Excerpt to read:
********

The last hour of the Java City Poetry Marathon produced a string of readers who celebrated a notion that one media observer in Manhattan who read about the marathon and e-mailed the organizers exclaimed with incredulity:

THEY"RE BLOCKING OFF THE STREETS FOR POETRY!

Yes, they're blocking off the streets in Sacramento for poetry.

Following is an attempt to pictorially capture the succession of poets (as host Frank Andrick called them out to the stage).



Rachel Leibrock read a short piece of prose.



Emerson



John Noon



John Bell

Then, Eric, the sound man, delivered several two-liners.



Here Kathy Kieth gives Crawdad Nelson a pat on the rump as he leaves the stage



D.R. Wagner



Jane Blue



Gene Avery (who jumped up to read and headed out the side door, then shunned the stage and wandered freely in front of it).



Mike from Texas (who, indeed, did travel all the way from Texas to be a part of the scene . . . and even served as host in the wee hours).

********

(Dataset entries)

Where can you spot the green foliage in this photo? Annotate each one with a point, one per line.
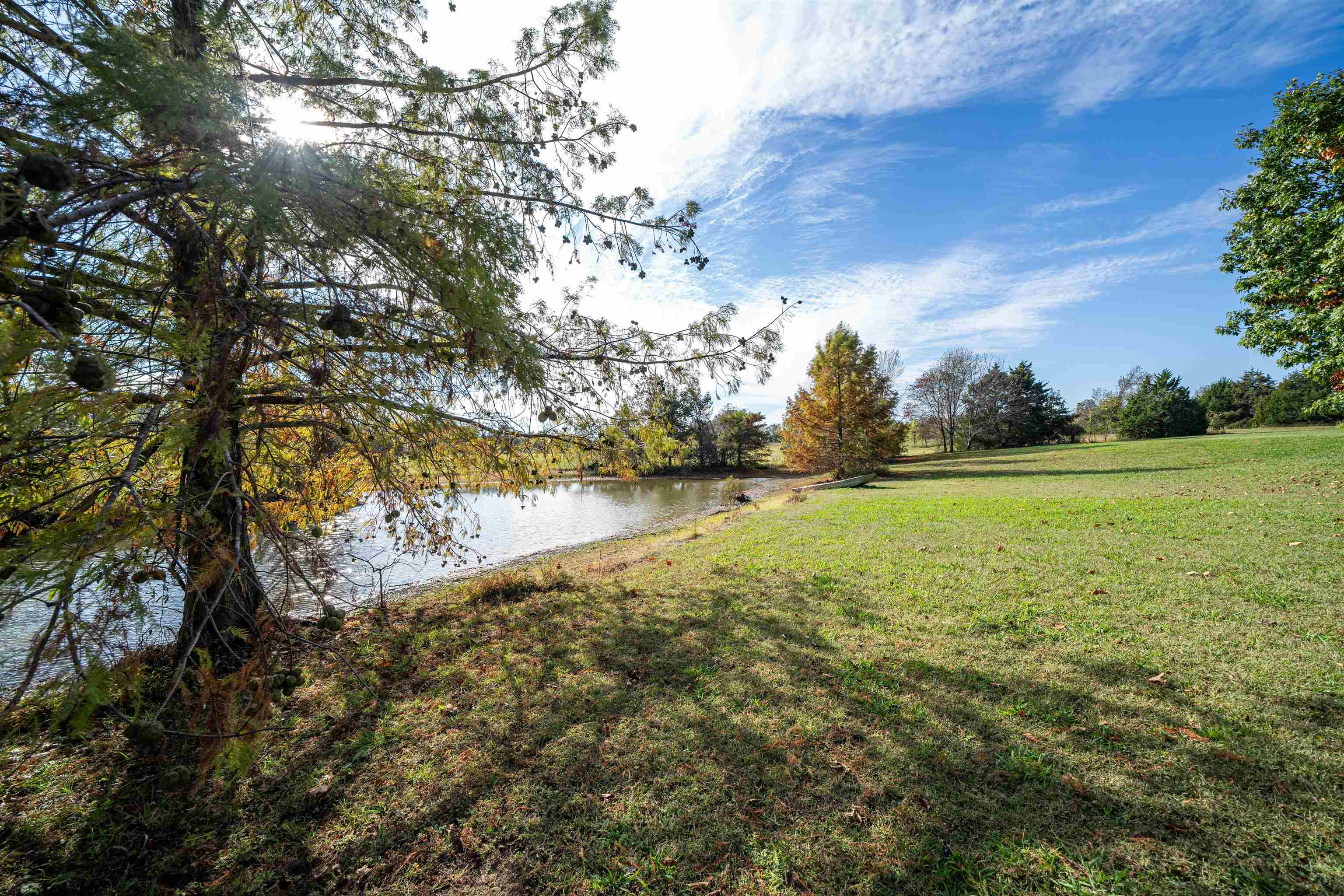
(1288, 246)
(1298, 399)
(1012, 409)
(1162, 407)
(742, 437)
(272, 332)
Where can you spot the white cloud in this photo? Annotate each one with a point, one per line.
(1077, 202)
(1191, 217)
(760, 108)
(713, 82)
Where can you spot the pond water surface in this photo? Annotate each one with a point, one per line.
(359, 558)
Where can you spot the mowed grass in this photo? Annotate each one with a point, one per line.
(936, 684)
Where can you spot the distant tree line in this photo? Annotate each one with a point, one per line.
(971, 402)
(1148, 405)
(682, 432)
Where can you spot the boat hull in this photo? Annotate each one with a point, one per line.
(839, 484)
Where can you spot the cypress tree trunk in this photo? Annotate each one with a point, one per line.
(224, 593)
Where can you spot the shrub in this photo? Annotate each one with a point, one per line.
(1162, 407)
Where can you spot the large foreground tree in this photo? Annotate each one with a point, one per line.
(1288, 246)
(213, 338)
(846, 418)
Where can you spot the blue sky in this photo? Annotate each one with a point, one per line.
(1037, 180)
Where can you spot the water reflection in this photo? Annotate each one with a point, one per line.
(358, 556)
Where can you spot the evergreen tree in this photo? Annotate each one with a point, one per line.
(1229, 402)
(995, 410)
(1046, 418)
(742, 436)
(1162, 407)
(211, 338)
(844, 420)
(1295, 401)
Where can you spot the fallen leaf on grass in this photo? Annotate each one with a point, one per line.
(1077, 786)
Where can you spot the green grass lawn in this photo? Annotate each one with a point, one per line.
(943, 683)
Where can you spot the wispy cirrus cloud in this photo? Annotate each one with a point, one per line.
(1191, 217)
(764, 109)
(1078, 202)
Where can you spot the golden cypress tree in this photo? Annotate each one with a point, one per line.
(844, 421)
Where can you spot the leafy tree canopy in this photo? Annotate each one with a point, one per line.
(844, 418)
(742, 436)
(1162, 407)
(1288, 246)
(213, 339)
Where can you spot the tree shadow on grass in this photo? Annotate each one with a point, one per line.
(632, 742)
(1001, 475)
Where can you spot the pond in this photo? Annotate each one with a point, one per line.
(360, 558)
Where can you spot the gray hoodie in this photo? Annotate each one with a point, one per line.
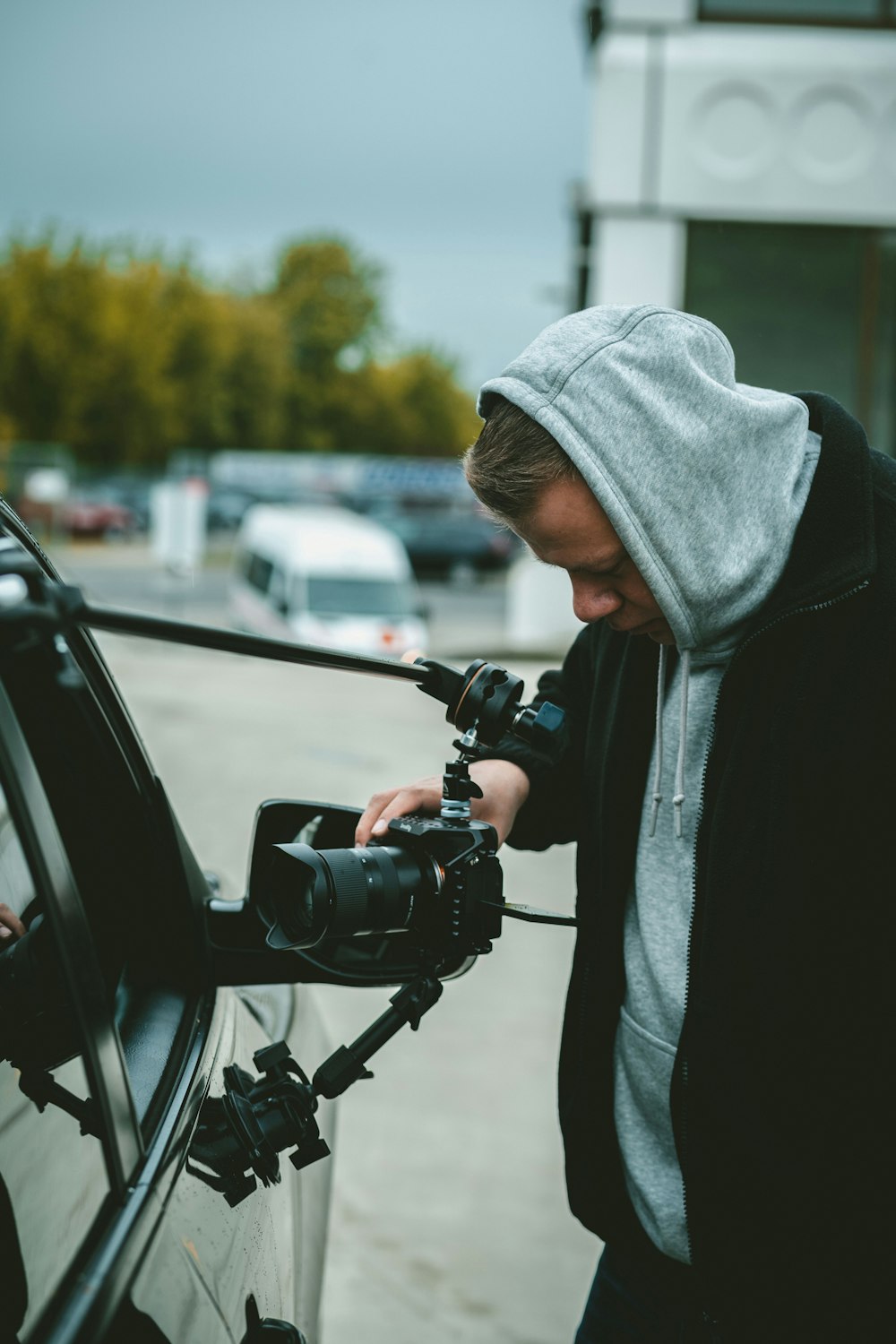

********

What is expected:
In the poetry marathon excerpt, who called the poets out to the stage?

Reply to the exercise:
Host Frank Andrick